■ Requirements ■
Set down the lines of the listing below exactly as they appear, from the line with "wooden barn wall." to the line with "[367,167,436,263]", including both of those lines.

■ Data in this exercise ■

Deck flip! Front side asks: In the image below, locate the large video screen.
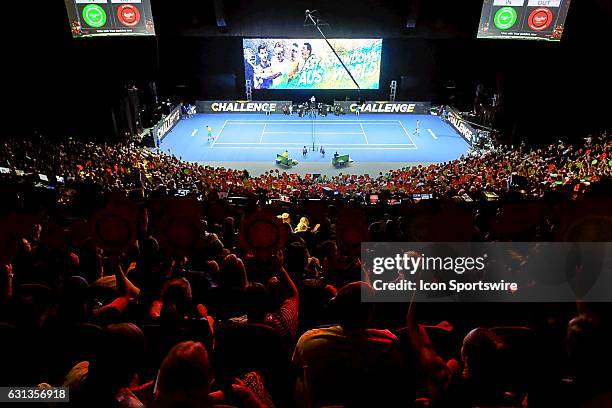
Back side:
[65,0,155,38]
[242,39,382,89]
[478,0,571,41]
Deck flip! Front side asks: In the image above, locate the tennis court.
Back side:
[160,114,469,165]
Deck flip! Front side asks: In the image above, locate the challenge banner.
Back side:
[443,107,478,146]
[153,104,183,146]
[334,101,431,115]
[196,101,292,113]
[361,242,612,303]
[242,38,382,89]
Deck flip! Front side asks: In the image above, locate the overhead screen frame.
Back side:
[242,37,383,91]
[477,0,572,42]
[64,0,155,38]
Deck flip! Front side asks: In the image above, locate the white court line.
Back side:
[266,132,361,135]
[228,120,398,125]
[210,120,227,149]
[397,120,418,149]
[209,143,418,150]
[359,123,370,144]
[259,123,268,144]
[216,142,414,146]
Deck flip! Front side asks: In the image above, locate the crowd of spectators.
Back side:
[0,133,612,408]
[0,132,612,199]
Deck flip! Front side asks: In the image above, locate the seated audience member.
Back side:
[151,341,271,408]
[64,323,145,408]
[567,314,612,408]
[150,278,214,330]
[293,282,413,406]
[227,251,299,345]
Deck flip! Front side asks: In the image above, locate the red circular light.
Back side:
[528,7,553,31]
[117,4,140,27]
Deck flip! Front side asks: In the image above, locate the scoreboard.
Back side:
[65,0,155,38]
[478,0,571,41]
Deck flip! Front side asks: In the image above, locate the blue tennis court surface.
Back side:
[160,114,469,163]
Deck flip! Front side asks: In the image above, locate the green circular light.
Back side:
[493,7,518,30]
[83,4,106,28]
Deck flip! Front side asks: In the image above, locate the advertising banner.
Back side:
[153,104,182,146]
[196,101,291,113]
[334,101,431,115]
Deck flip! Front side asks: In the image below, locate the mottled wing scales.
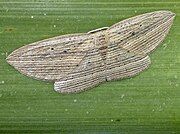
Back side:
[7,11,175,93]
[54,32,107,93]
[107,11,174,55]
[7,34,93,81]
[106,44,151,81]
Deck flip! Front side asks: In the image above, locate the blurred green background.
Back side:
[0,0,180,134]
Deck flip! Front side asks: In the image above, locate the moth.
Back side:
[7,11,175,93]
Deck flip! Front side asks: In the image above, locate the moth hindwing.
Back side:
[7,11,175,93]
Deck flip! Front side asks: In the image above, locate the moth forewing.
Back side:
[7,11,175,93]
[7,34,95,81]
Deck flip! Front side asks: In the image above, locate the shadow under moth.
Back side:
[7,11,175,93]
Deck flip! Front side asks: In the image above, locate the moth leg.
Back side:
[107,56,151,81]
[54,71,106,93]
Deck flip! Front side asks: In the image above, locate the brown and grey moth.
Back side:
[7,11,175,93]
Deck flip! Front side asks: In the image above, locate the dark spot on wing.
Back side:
* * *
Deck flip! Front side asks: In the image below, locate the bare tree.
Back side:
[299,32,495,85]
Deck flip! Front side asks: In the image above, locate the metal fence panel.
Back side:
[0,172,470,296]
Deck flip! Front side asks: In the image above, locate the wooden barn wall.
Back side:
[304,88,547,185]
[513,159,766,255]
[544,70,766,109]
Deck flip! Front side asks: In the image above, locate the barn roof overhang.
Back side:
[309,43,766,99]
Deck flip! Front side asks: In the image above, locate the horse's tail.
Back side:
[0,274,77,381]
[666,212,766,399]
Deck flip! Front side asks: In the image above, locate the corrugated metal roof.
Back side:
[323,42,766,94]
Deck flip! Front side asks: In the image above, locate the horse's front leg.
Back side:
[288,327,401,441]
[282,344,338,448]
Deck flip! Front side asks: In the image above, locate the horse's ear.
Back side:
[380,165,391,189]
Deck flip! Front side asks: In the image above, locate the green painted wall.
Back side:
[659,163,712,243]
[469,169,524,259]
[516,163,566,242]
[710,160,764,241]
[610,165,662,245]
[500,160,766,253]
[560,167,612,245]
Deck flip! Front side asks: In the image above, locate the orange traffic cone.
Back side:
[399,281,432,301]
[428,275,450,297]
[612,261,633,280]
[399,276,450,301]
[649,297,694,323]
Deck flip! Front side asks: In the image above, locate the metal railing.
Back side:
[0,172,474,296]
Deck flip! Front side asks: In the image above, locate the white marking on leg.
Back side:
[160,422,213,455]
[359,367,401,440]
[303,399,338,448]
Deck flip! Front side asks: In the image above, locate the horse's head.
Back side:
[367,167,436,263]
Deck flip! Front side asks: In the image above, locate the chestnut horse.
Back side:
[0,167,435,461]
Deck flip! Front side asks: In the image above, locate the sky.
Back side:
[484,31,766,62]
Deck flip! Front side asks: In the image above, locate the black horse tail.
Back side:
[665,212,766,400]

■ Result of the exercise ■
Deck flip! Front side asks: In the image above, locate the wooden barn wall.
Back side:
[304,88,547,185]
[513,159,766,255]
[544,70,766,109]
Deck flip! Front side asks: In the image above, locate the barn roof overhang.
Back side:
[309,43,766,99]
Deck flip! Front side asks: In the image above, locate the horse's tail.
Back side:
[0,274,77,381]
[666,212,766,399]
Deck flip! Front side asks: In the image above, locate the corrugated metal roof.
Back side:
[323,42,766,94]
Deck flip! Front side asks: In the image above, locate the horse's front leg.
Back side:
[288,327,401,441]
[282,344,338,448]
Deck flip! Front side asks: In the image above, locate the horse's ear.
Back side:
[380,165,391,189]
Deck flip! Front side asks: In the image above, locate the green painted wall.
Back side:
[659,163,712,243]
[469,169,524,259]
[516,163,566,242]
[710,160,764,241]
[610,165,662,245]
[500,160,766,253]
[560,167,612,245]
Deck flip! Front side asks: In the image above, locate the orange traffic cone.
Back side:
[399,281,432,301]
[428,275,450,297]
[612,261,633,280]
[399,276,450,301]
[649,297,694,323]
Deck flip! Front side asks: In the image above, locate the metal railing.
Back side:
[0,172,474,296]
Deck flip! Front side asks: In the image above, locate the white marking on leg.
Back side:
[160,422,213,455]
[359,367,401,440]
[303,399,338,448]
Deck flip! Front side asks: In the image above, locate the horse's head.
Back side:
[367,167,436,263]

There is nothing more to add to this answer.